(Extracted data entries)
* * * * *

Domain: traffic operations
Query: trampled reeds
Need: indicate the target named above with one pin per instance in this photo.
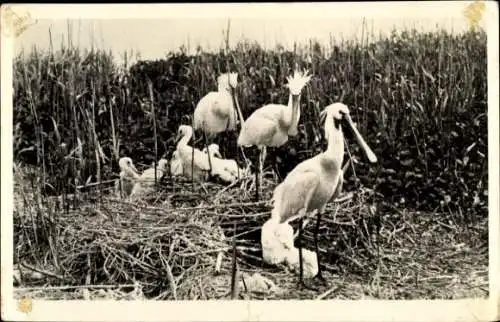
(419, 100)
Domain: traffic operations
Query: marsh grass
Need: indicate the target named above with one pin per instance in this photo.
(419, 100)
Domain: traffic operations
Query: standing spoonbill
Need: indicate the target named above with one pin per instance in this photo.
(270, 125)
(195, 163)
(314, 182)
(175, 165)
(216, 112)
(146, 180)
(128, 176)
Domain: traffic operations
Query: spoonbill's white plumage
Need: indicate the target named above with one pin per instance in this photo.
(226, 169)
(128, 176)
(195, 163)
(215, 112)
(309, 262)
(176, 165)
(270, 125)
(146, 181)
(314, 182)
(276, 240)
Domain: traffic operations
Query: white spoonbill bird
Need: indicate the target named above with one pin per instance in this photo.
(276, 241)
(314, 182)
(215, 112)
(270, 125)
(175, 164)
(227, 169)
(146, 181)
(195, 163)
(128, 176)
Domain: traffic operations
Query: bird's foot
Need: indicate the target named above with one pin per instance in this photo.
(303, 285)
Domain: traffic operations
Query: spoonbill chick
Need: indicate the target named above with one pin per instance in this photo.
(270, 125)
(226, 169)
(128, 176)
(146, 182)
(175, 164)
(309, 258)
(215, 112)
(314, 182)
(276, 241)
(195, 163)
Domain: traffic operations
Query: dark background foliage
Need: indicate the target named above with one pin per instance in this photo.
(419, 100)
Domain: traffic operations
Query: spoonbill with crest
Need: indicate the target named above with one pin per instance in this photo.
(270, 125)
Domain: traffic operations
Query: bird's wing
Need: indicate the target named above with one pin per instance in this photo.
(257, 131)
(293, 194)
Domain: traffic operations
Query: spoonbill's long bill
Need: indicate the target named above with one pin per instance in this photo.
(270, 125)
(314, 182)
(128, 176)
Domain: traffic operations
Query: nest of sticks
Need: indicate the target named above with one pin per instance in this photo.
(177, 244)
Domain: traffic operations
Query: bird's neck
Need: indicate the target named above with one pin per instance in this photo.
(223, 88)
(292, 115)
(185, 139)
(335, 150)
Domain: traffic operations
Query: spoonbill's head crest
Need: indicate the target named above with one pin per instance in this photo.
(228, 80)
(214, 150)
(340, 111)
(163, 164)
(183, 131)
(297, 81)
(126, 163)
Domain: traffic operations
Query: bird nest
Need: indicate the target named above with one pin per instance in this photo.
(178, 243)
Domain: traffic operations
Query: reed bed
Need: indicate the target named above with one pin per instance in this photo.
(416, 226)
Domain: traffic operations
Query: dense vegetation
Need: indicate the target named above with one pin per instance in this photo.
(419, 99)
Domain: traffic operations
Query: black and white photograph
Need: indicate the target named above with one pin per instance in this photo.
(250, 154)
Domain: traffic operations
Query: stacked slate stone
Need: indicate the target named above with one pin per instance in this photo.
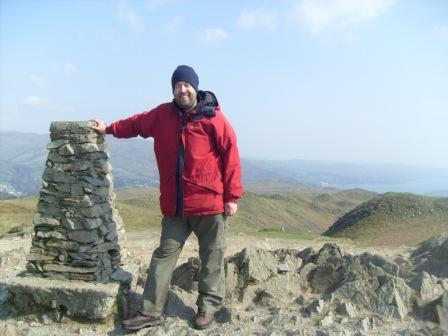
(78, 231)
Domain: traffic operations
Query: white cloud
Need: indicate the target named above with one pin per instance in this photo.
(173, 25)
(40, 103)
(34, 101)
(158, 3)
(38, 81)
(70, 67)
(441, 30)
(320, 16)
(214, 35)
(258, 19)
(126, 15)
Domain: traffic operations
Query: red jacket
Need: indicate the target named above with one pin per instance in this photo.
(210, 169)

* * * * *

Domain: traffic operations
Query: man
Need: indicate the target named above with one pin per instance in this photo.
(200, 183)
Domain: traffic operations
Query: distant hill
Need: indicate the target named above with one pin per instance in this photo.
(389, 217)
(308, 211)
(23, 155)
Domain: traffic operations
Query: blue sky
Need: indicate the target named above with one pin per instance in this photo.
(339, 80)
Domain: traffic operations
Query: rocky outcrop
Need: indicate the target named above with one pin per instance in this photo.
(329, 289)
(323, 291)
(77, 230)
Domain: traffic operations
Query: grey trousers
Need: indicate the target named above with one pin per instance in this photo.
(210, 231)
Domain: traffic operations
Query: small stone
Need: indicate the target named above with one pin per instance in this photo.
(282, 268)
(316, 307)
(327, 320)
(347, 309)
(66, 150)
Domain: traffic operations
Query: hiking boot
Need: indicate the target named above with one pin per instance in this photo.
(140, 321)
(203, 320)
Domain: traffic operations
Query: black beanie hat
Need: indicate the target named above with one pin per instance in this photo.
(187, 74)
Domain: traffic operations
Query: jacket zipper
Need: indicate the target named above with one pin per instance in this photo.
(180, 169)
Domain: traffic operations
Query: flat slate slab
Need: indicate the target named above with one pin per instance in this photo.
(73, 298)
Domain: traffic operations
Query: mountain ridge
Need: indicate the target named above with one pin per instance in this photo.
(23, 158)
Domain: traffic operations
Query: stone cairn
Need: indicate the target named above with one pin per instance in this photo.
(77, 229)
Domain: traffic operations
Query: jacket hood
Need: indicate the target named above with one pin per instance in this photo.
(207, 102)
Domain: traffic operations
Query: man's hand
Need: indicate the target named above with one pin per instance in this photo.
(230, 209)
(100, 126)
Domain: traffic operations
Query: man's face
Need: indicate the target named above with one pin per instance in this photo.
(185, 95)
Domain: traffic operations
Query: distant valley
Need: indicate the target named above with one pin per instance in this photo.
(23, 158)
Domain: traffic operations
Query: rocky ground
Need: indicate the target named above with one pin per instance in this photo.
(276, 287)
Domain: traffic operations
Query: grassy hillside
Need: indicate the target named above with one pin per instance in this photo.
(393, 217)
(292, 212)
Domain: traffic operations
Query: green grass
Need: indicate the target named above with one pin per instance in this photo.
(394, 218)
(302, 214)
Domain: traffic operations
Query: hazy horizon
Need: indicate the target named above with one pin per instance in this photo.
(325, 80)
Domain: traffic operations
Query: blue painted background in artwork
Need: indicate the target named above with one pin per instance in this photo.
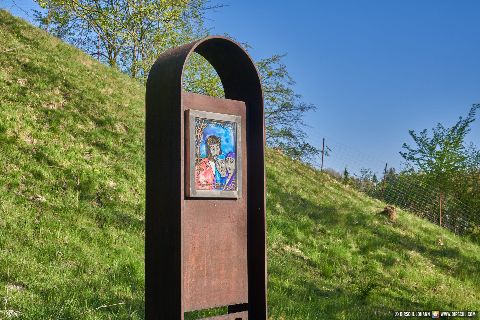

* * * * *

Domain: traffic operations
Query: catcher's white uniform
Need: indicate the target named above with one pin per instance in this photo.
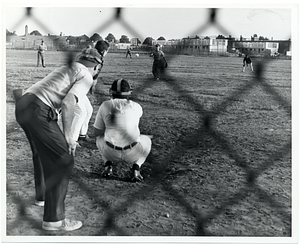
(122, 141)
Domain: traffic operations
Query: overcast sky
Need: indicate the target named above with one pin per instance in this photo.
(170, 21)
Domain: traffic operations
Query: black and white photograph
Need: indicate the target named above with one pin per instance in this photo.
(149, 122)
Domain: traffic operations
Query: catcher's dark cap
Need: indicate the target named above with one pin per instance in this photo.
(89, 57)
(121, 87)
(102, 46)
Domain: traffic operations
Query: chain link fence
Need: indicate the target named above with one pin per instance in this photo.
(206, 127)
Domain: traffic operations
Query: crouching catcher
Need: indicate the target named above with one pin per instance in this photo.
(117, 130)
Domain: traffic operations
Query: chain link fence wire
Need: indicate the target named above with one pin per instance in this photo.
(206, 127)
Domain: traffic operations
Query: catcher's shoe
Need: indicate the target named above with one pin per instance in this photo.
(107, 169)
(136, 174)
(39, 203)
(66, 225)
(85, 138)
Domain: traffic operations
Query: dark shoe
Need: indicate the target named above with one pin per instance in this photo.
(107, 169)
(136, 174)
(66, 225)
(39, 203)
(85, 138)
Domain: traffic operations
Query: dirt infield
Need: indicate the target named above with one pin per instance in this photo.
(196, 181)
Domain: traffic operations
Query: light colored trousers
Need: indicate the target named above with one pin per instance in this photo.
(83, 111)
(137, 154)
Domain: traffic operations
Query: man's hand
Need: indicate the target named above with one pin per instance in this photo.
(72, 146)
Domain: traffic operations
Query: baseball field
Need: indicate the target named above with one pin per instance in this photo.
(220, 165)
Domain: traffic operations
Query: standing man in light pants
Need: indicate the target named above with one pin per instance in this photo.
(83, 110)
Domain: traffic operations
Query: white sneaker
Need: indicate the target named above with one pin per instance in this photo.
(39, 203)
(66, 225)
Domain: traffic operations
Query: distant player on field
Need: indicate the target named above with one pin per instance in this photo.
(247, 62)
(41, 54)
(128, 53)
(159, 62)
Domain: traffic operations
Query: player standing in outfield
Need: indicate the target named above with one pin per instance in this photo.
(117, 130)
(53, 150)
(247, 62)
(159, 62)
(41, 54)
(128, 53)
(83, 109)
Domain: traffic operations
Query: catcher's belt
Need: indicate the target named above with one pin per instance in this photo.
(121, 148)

* * * * *

Try it -
Copy each line from the records above that includes the string "blue".

Solution to this exercise -
Query: blue sky
Query: blue painted background in artwork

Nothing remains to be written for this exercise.